** SOURCE MATERIAL follows **
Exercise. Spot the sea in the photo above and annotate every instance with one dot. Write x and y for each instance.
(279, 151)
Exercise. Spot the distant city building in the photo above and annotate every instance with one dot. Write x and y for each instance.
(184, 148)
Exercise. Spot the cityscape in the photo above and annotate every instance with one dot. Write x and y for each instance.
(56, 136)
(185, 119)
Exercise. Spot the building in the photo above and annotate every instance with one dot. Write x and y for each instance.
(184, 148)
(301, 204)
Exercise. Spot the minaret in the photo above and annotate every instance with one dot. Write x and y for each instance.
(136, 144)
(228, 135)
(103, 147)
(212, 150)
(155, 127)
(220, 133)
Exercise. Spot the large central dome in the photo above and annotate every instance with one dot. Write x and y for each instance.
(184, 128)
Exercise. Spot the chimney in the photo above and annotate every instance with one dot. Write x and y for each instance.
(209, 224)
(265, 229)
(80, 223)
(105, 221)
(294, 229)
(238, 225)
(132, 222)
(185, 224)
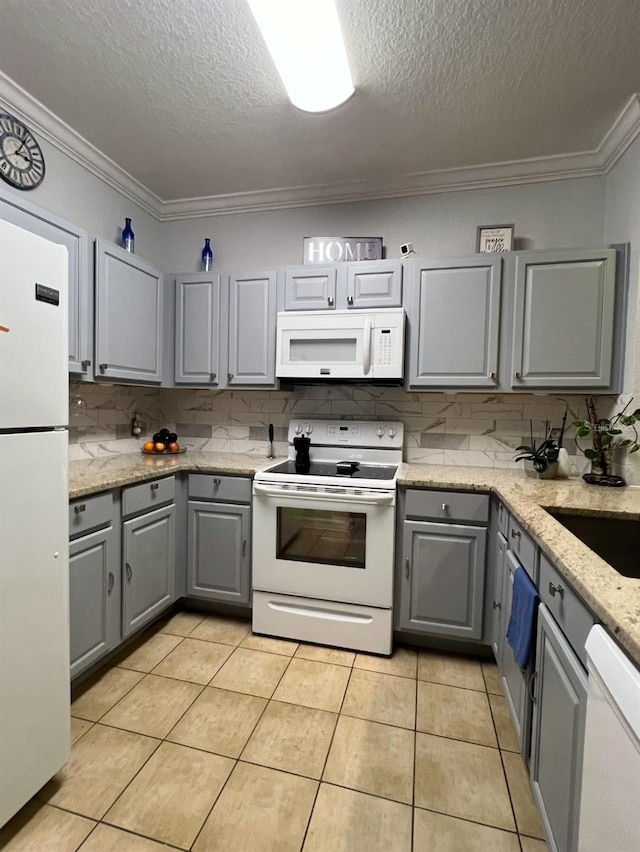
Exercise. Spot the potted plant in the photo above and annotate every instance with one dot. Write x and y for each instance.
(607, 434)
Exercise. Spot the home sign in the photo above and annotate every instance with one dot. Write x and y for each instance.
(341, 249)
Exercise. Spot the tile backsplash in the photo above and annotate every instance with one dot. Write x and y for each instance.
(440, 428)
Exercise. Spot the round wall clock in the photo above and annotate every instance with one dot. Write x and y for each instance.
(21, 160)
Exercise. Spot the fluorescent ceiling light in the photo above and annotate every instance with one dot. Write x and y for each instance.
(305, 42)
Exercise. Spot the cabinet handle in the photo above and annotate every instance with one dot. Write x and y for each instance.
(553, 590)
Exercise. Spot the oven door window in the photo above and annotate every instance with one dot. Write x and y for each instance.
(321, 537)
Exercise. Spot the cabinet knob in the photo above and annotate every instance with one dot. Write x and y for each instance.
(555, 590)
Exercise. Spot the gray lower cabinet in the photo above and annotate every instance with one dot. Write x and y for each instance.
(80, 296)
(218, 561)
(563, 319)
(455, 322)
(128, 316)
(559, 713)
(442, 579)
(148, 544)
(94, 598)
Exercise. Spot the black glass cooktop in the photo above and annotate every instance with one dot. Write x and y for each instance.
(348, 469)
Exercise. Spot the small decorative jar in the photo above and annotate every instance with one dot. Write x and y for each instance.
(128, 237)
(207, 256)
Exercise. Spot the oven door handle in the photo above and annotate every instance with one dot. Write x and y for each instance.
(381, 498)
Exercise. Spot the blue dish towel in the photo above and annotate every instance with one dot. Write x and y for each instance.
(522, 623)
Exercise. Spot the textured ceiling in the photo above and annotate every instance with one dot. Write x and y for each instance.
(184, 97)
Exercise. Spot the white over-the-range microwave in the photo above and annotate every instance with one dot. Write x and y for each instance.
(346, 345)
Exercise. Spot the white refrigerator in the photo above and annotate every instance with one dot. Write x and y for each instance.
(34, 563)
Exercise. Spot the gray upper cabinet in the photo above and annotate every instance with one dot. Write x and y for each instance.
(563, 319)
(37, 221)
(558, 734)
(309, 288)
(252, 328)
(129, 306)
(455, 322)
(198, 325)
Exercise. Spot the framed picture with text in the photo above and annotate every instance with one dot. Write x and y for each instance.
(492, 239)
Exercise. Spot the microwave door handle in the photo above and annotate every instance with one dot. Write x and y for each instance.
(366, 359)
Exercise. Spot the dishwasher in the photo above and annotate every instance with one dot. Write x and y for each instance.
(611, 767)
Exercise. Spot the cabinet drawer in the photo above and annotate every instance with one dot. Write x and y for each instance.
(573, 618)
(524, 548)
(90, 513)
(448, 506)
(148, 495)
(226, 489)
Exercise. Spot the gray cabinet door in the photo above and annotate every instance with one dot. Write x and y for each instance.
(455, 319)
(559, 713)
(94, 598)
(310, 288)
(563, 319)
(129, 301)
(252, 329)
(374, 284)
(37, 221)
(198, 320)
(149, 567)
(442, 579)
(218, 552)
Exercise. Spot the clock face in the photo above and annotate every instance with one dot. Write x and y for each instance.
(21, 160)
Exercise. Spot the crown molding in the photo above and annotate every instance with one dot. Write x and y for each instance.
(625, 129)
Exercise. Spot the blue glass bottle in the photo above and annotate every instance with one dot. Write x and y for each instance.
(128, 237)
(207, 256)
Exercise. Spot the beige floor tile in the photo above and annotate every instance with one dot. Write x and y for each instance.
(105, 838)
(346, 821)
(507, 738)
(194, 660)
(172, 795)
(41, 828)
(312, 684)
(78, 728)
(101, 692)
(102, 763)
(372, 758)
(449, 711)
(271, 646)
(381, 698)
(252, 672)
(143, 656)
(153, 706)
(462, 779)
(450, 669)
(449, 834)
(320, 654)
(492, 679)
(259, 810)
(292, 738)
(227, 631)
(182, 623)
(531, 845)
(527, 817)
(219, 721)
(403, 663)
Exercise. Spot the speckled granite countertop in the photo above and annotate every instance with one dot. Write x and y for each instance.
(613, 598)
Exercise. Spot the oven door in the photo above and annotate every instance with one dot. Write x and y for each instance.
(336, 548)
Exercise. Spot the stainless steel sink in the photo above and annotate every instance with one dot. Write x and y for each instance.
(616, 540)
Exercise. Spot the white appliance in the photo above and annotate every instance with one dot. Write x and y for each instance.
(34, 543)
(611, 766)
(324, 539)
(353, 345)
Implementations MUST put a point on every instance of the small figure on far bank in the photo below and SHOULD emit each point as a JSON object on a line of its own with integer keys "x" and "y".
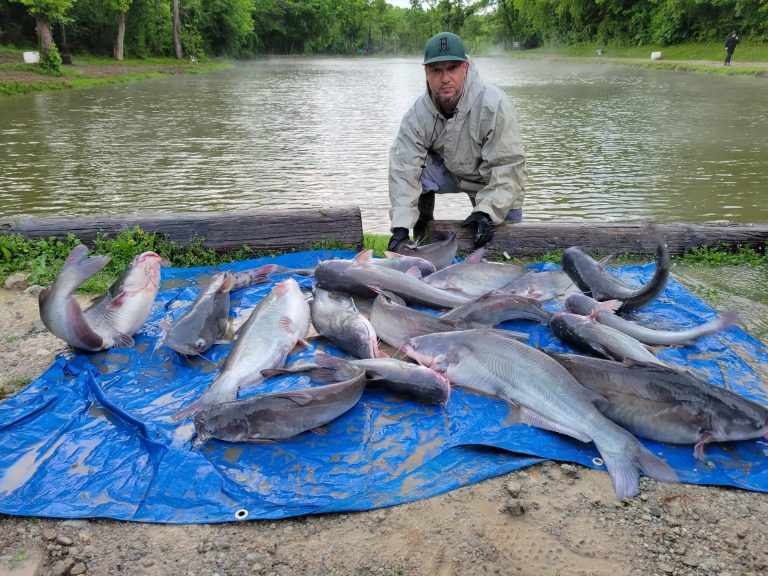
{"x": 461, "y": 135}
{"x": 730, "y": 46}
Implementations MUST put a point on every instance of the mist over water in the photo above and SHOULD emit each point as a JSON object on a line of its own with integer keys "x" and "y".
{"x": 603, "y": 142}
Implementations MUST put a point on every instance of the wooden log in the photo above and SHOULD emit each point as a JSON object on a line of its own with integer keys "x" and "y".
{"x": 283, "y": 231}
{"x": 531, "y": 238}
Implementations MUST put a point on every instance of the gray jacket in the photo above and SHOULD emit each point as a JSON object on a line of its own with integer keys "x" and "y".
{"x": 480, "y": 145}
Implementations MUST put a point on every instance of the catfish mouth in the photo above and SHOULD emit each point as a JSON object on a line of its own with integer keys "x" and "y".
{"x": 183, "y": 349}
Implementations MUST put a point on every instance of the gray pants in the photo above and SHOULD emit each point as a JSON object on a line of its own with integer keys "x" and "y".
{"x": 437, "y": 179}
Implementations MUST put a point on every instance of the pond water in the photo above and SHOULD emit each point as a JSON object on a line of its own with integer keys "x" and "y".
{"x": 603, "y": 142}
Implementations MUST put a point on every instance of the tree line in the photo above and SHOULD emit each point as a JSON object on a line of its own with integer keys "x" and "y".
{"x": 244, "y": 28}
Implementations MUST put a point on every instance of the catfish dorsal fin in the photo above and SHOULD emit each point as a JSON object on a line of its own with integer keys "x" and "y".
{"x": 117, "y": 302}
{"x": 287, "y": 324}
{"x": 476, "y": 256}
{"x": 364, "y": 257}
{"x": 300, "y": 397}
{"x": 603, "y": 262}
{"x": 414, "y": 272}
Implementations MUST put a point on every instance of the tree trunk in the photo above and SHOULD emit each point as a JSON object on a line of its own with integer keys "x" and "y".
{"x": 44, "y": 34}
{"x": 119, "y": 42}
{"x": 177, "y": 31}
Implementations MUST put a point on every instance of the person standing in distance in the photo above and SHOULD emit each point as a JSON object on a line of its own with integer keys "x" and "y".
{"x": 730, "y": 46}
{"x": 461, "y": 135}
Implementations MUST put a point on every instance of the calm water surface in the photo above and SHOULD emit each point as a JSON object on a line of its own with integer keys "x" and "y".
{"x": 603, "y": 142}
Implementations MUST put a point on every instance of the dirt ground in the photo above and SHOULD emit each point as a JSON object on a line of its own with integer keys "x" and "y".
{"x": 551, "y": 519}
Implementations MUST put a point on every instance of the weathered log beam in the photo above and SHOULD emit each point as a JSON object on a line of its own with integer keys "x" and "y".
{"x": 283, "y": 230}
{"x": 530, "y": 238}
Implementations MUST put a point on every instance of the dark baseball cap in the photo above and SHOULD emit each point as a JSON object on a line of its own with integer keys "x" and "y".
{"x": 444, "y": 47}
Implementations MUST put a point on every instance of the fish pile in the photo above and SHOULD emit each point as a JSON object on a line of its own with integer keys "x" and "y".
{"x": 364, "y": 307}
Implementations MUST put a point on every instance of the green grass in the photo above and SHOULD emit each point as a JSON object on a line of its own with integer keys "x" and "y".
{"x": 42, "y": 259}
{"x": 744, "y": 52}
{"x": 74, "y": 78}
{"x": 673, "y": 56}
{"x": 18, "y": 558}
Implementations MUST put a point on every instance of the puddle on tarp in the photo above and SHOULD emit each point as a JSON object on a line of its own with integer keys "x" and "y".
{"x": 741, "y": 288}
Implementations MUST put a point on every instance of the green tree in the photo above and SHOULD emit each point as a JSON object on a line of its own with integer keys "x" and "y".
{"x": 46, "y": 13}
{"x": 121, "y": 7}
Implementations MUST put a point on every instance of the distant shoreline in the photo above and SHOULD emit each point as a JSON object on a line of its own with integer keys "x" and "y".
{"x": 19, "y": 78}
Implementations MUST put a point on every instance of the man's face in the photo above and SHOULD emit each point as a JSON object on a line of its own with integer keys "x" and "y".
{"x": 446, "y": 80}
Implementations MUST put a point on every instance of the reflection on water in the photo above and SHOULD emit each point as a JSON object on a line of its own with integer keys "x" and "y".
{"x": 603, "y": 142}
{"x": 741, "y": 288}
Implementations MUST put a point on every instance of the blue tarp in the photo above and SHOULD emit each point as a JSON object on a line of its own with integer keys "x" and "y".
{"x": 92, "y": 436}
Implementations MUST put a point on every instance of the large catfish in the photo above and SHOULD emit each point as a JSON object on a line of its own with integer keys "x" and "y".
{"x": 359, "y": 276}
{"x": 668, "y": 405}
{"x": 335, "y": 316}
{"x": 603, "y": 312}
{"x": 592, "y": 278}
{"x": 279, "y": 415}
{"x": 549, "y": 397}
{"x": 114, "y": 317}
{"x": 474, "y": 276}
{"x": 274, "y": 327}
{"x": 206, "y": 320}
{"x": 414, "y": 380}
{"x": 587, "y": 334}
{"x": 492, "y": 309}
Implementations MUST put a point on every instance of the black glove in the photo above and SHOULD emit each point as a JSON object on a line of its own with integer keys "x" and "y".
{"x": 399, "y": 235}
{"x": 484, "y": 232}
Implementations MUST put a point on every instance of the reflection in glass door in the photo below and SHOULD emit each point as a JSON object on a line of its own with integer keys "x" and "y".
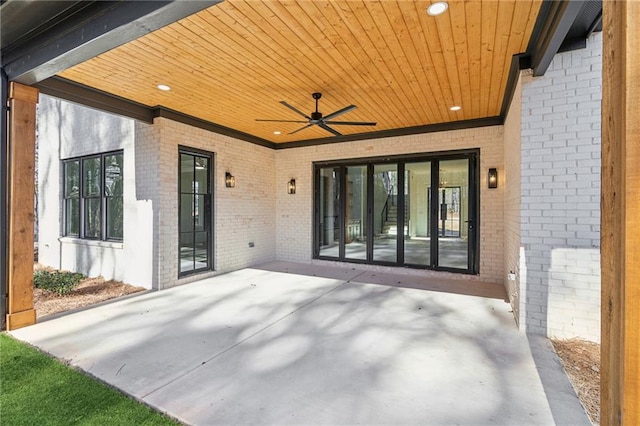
** End of SOURCE MATERIAL **
WHAT THIS TASK INVOLVES
From the line that contains "Implementations MUST put a point on every instance of the blue" to the final line of the entries, reproduce every line exactly, both ends included. Leave out all pictures.

TASK ANSWER
Implementations MUST put a point on every instance of the blue tarp in the photo above and SHOULD emit each point as a JSON object on a line of its own with integer keys "x" and "y".
{"x": 92, "y": 436}
Implementations MUST put a point on every instance of the large catfish in the photo above and SHOULD emit each point as a JSON object on a line of its own with integer keys "x" and "y".
{"x": 359, "y": 276}
{"x": 668, "y": 405}
{"x": 335, "y": 316}
{"x": 603, "y": 312}
{"x": 592, "y": 278}
{"x": 279, "y": 415}
{"x": 549, "y": 397}
{"x": 114, "y": 317}
{"x": 474, "y": 276}
{"x": 274, "y": 327}
{"x": 206, "y": 320}
{"x": 414, "y": 380}
{"x": 587, "y": 334}
{"x": 492, "y": 309}
Implementations MUST put a point on every instance of the black glove in the photo above and SHOULD emit each point as a JSON object on a line of its own with integer keys "x" and "y".
{"x": 399, "y": 235}
{"x": 484, "y": 232}
Implementations MUST put a point on every instance of the reflection in glass door in the photo below and SHOULD emit each point as a JSON object on a line of its own with integer keys "x" and "y".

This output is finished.